### Document extract
-.-.-

Rings of fire once populated these flaming autumn days; rings of cock twirled and spun their circles of burn too. Lace of florals, fabrics of sheer, and the power of pretty – it all seems so flimsy, so easily torn. Satin sheets of leopard seemed very romantic as a wise woman wondered what happened when we weren’t in bed. That same sense of female empowerment comes across in the bop and beat of this Chappell Roan song, and female empowerment is about the only hope that seems to exist in these dark days.

You know what they say:
Never waste a Friday night on a first date
But there I was, in my heels with my hair straight
And so I take him to this bar – this man wouldn’t dance
He didn’t ask a single question
And he was wearing these fugly jeans
It doesn’t matter though
He doesn’t have what it takes to be with a girl like me

Some songs remind you of what you needed to be all those years ago, and if you stomp through today with a little extra casual cruelty, the piercing punctures of stilettos piercing hearts that didn’t quite deserve it, more power to you. A riveting thread runs from Madonna through Lady Gaga all the way to this pulsating pussy-power anthem – and self-empowerment lifts everyone, regardless of gender labels and limitations.

-.-.-

### Data entries
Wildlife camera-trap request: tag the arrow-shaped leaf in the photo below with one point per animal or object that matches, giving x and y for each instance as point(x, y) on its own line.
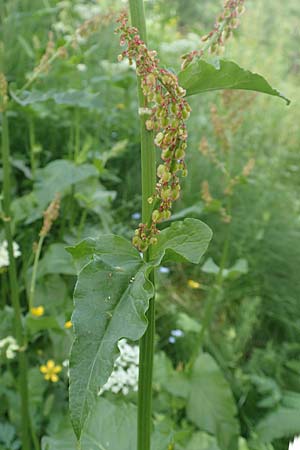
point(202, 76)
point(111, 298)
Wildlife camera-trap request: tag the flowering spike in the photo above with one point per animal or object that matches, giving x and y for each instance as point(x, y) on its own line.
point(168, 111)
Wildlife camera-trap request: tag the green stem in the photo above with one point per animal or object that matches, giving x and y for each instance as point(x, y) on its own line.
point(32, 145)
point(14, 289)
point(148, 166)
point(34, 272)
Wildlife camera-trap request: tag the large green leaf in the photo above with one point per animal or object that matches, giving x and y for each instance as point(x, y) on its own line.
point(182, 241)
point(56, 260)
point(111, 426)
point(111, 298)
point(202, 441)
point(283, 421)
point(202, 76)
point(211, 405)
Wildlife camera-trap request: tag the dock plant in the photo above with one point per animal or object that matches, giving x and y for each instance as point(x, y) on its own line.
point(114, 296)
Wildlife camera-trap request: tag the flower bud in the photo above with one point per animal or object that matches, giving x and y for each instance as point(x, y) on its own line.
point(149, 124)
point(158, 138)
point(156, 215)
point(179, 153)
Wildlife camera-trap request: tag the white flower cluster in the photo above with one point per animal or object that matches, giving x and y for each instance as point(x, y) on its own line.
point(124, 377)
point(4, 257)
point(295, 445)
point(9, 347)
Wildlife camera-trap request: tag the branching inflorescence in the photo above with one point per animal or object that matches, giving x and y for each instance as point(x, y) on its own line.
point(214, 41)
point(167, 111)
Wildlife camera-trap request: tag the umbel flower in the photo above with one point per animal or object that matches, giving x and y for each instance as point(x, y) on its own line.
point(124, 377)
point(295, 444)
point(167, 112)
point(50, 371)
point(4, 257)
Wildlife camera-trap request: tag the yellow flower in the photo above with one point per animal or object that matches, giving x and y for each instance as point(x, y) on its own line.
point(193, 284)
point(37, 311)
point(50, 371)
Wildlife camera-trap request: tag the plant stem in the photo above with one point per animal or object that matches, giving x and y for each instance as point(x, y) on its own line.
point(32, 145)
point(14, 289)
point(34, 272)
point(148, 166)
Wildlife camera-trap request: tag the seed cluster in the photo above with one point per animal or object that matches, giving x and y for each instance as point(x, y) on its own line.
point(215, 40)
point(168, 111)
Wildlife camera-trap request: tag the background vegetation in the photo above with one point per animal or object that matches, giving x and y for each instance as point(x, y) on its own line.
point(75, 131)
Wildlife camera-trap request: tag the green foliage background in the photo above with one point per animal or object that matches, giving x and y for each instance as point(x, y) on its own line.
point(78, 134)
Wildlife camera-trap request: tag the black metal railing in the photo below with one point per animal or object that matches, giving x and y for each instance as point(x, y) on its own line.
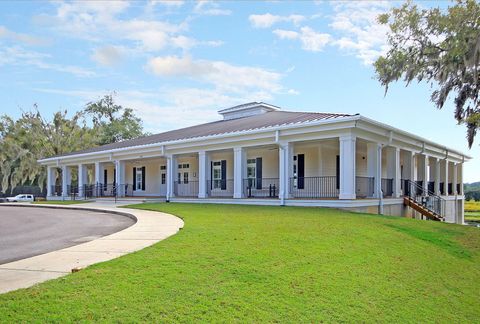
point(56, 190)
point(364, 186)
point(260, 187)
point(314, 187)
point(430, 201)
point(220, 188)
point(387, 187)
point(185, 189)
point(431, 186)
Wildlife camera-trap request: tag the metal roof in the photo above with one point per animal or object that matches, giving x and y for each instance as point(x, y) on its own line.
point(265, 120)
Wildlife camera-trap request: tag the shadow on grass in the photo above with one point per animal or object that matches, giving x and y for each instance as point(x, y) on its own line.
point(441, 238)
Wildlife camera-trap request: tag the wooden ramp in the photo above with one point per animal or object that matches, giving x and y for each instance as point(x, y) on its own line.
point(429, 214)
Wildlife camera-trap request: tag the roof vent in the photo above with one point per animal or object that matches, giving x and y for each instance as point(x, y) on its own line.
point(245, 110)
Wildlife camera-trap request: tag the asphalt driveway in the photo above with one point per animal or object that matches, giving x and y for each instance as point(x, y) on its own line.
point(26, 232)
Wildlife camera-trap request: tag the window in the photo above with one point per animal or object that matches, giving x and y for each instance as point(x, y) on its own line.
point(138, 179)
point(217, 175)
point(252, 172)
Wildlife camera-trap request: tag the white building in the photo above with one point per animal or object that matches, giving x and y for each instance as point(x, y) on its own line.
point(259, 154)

-.-.-

### Task goal
Give back everything from "Rings of fire" down to "these dark days." in the piece on the Chappell Roan song, switching "leopard" to "zebra". The material isn't needed.

### Written answer
Rings of fire once populated these flaming autumn days; rings of cock twirled and spun their circles of burn too. Lace of florals, fabrics of sheer, and the power of pretty – it all seems so flimsy, so easily torn. Satin sheets of zebra seemed very romantic as a wise woman wondered what happened when we weren’t in bed. That same sense of female empowerment comes across in the bop and beat of this Chappell Roan song, and female empowerment is about the only hope that seems to exist in these dark days.